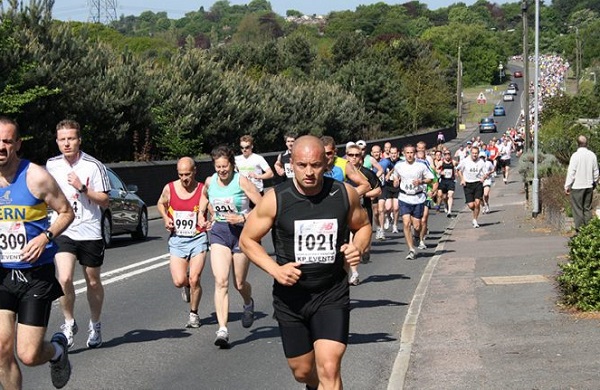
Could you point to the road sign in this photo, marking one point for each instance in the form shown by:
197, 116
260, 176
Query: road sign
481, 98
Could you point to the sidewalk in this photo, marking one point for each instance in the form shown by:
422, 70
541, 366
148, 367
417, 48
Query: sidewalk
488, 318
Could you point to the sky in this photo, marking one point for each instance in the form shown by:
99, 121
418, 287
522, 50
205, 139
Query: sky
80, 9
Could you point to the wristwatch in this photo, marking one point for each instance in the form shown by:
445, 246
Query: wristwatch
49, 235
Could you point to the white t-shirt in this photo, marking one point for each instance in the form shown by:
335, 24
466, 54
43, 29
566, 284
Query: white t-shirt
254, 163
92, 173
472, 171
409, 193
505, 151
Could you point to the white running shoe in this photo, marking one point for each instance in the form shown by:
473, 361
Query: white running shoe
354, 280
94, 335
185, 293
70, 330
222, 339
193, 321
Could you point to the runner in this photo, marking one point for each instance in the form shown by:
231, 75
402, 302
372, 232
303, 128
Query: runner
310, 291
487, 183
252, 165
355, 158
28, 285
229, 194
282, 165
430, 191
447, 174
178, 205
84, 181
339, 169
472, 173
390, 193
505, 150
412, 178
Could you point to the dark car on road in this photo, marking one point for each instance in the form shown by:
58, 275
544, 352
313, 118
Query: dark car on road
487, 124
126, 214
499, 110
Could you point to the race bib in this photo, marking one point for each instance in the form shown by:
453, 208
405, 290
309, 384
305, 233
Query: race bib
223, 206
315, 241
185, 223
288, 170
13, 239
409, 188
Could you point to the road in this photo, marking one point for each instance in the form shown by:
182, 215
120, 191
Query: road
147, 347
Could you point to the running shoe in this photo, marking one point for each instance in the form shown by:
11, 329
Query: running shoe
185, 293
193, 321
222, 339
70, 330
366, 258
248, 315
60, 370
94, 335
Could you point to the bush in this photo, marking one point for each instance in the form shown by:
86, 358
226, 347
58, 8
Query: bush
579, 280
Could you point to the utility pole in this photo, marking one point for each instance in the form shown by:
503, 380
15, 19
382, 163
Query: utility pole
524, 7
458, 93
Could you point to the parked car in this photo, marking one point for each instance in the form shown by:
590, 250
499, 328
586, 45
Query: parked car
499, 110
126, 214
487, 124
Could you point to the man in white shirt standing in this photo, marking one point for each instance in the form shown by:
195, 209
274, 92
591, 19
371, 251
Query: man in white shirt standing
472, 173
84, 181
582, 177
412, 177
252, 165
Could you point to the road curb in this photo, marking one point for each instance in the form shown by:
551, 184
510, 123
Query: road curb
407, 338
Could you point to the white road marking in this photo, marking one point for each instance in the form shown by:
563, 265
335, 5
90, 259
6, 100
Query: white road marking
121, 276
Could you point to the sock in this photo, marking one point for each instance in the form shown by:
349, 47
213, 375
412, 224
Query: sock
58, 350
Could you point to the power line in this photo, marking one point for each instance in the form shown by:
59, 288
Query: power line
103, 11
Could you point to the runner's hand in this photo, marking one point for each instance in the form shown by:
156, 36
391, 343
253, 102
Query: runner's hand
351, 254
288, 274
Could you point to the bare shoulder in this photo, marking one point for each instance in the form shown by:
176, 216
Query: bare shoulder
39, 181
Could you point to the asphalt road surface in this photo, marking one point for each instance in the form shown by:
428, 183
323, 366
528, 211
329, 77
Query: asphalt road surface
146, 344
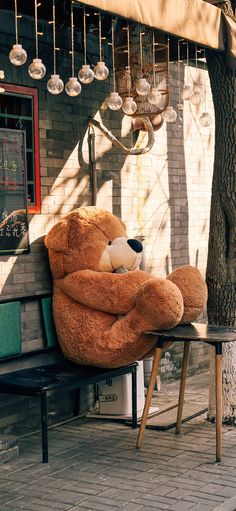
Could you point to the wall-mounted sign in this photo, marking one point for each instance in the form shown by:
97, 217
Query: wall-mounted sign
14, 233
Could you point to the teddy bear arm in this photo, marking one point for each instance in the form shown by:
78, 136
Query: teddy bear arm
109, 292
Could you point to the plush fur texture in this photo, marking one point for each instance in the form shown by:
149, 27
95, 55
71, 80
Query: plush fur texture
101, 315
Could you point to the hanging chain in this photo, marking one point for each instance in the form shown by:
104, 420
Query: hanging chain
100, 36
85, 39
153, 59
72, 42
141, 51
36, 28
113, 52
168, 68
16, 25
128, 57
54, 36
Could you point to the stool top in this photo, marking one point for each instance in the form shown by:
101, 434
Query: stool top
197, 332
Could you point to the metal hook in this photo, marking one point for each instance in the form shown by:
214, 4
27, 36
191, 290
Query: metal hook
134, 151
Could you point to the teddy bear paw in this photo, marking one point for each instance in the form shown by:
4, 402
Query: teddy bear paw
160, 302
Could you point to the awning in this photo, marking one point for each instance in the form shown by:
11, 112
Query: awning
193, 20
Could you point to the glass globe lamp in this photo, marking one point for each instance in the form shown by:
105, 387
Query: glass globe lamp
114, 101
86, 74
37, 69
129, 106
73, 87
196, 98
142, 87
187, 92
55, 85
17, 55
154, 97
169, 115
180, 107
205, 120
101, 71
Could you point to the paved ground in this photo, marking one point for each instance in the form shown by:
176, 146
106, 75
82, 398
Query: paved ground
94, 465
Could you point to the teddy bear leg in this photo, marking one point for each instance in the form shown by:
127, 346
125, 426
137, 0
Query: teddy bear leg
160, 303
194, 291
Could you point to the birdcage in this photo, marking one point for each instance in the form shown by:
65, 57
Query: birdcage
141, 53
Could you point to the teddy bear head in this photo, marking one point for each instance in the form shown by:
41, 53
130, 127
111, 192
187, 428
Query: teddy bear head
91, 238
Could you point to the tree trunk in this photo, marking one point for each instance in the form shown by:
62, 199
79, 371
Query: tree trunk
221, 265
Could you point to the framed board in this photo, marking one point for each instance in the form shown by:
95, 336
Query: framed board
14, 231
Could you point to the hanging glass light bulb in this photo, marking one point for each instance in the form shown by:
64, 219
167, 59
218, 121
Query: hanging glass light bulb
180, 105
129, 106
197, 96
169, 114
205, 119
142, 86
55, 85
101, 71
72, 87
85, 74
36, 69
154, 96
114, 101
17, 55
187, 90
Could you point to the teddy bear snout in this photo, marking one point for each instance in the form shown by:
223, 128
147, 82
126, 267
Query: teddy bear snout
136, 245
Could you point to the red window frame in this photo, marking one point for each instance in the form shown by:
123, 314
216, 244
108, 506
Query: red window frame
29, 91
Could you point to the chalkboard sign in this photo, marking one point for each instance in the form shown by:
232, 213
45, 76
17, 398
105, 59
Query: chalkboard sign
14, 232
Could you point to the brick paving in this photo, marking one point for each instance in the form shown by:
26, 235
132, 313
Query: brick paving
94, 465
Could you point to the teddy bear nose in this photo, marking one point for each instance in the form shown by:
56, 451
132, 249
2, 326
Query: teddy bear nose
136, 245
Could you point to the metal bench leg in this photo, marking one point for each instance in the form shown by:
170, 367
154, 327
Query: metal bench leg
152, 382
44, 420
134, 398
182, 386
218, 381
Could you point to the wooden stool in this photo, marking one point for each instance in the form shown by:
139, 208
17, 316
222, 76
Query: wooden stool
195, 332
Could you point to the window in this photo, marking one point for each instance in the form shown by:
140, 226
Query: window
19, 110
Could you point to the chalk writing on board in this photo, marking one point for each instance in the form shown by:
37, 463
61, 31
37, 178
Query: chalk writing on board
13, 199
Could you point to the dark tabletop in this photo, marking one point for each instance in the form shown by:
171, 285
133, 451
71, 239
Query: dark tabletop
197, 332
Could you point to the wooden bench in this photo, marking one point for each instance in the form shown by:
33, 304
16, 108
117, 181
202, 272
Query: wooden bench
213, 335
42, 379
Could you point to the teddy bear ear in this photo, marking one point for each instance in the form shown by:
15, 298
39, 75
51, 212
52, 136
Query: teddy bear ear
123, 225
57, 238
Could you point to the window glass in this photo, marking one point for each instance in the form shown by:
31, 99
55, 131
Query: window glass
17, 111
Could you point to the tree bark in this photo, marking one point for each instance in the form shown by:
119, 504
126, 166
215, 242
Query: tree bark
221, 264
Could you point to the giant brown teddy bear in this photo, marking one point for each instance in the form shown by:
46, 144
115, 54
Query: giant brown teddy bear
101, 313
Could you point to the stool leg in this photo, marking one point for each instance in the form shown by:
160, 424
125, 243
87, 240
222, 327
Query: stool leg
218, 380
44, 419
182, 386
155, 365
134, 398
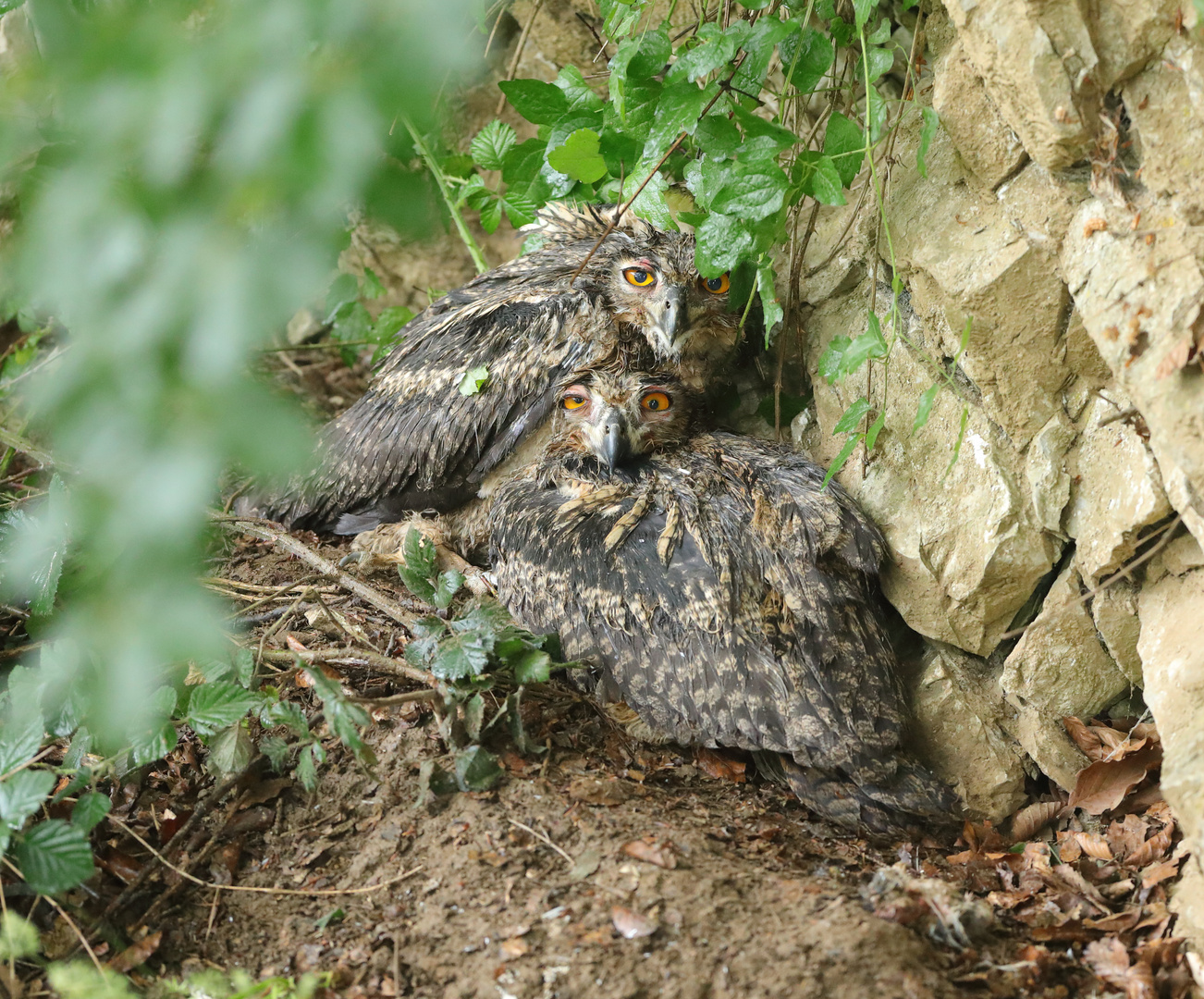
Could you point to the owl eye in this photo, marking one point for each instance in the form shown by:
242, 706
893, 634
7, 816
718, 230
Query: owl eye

:::

EXERCISE: Can you reproduce, word for word, the lines of the material from the one containing "Could you point to the owl" through the end of the material, both ends included?

WRITTEN SOLUTION:
Could you point to the owl eye in this photo, marking one point for each instance in the form shown by:
242, 706
893, 634
7, 816
718, 230
Query: owl eye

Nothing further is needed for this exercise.